== EXERCISE PROMPT ==
Report how many lines in the listing below contain the string "helmet", treating uppercase and lowercase as different. Give only the number.

A block of data
** start **

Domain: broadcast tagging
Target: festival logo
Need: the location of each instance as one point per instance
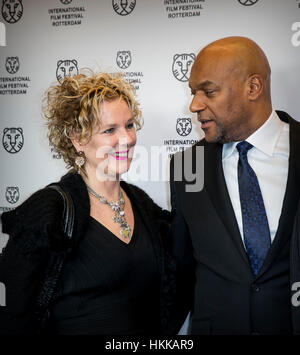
(12, 64)
(184, 126)
(12, 10)
(12, 194)
(13, 140)
(66, 68)
(182, 64)
(123, 59)
(247, 2)
(123, 7)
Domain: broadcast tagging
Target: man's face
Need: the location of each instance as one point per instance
(220, 98)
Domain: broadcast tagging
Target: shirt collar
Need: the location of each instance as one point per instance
(263, 139)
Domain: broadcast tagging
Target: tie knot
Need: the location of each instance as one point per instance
(243, 147)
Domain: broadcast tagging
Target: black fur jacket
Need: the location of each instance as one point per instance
(34, 230)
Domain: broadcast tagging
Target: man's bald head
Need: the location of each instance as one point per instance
(245, 56)
(230, 81)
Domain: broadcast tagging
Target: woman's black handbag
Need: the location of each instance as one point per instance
(55, 264)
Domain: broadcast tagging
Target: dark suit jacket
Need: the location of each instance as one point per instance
(215, 277)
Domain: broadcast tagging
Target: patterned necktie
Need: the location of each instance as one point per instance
(255, 223)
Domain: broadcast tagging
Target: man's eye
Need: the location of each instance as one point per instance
(130, 125)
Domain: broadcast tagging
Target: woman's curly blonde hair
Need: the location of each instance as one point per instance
(71, 109)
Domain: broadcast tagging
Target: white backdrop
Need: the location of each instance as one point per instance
(144, 39)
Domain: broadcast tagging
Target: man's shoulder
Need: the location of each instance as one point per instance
(191, 149)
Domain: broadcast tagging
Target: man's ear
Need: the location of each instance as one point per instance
(255, 87)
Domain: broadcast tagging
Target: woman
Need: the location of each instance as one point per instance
(114, 279)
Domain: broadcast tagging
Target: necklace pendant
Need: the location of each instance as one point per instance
(125, 233)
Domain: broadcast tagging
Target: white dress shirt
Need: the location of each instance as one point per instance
(269, 158)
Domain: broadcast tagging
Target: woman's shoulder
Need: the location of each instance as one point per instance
(41, 208)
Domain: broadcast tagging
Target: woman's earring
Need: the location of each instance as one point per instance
(80, 159)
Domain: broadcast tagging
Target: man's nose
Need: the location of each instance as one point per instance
(197, 104)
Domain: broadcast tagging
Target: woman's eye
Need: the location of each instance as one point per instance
(110, 130)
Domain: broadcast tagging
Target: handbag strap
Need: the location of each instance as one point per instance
(56, 261)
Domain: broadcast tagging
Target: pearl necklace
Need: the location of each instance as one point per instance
(118, 209)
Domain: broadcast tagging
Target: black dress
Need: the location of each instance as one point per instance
(110, 287)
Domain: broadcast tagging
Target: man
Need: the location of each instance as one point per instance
(235, 234)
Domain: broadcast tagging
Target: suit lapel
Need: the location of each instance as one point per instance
(217, 189)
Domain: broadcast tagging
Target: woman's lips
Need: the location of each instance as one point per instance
(121, 155)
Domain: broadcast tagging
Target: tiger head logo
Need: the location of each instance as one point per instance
(12, 10)
(123, 7)
(184, 126)
(66, 68)
(123, 59)
(12, 194)
(182, 64)
(13, 140)
(12, 64)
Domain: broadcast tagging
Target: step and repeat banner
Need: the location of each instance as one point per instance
(154, 44)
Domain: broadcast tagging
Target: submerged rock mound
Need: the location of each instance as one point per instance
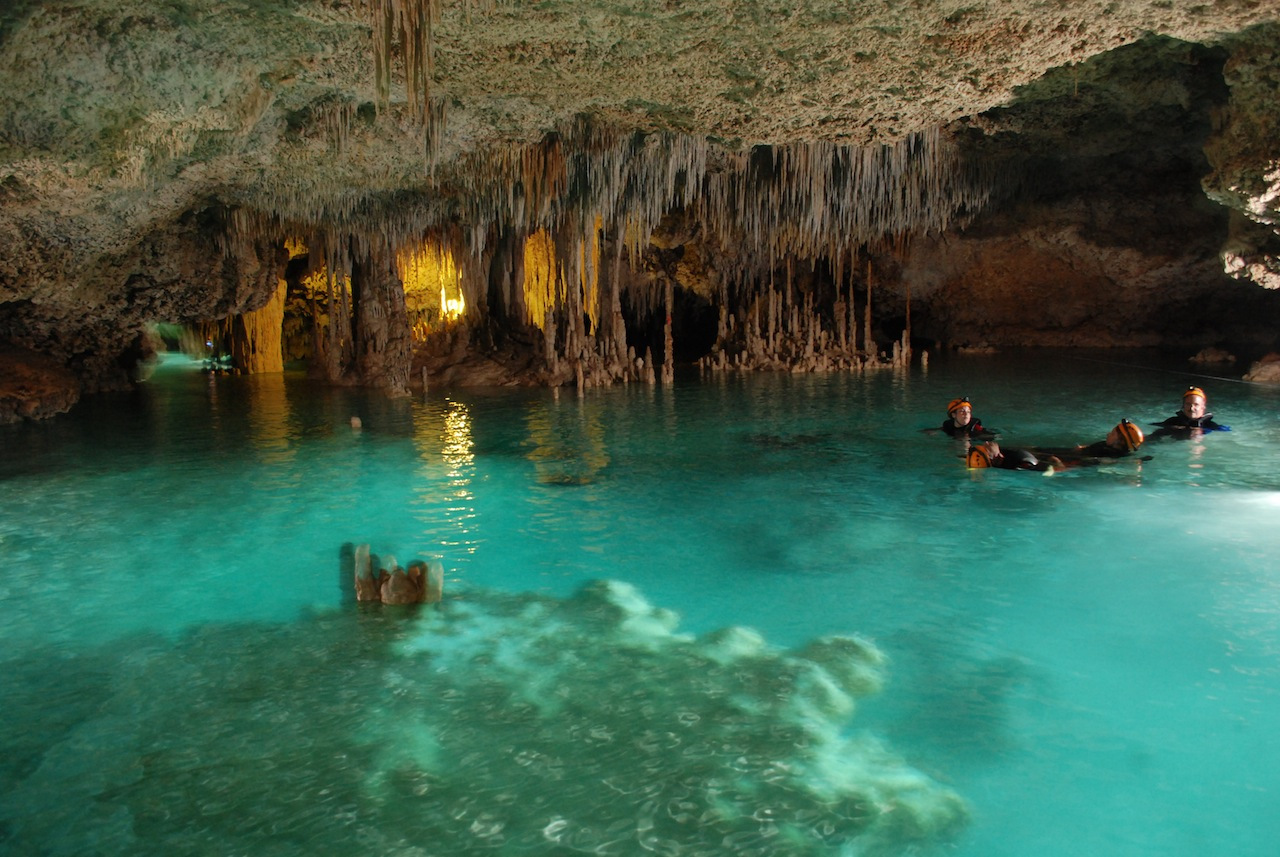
(515, 724)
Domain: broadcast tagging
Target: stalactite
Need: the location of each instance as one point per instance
(544, 211)
(255, 337)
(868, 340)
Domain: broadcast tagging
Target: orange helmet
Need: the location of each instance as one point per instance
(978, 456)
(1130, 434)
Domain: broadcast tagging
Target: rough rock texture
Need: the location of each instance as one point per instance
(33, 386)
(154, 155)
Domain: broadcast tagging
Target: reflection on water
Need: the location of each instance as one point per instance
(446, 449)
(1075, 664)
(566, 441)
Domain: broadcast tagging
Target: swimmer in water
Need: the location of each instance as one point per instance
(990, 454)
(1120, 441)
(1192, 420)
(960, 421)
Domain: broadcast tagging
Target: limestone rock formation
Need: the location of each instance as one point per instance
(1018, 173)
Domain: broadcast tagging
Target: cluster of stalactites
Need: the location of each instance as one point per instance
(589, 187)
(821, 201)
(410, 27)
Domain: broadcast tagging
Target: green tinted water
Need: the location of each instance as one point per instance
(1082, 664)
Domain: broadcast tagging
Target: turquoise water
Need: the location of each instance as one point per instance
(1084, 663)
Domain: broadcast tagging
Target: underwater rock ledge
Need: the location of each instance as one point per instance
(519, 723)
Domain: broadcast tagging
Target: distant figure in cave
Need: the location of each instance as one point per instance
(1192, 420)
(990, 454)
(960, 421)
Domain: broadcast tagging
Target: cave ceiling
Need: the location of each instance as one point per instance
(135, 131)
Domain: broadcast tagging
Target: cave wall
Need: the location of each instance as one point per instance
(154, 157)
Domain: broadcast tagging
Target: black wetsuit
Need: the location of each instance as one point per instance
(1078, 456)
(972, 429)
(1098, 449)
(1183, 426)
(1019, 459)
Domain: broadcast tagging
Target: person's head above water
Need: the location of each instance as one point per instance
(983, 454)
(960, 411)
(1127, 435)
(1194, 402)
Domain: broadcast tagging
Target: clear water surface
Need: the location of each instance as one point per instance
(1084, 663)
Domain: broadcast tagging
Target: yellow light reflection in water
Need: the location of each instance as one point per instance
(447, 449)
(269, 418)
(567, 443)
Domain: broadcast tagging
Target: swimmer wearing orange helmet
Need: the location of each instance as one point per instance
(991, 454)
(960, 421)
(1124, 439)
(1192, 420)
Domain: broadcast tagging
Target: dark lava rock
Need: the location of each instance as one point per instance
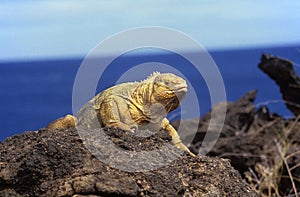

** end **

== RESULT OF THE TASK ==
2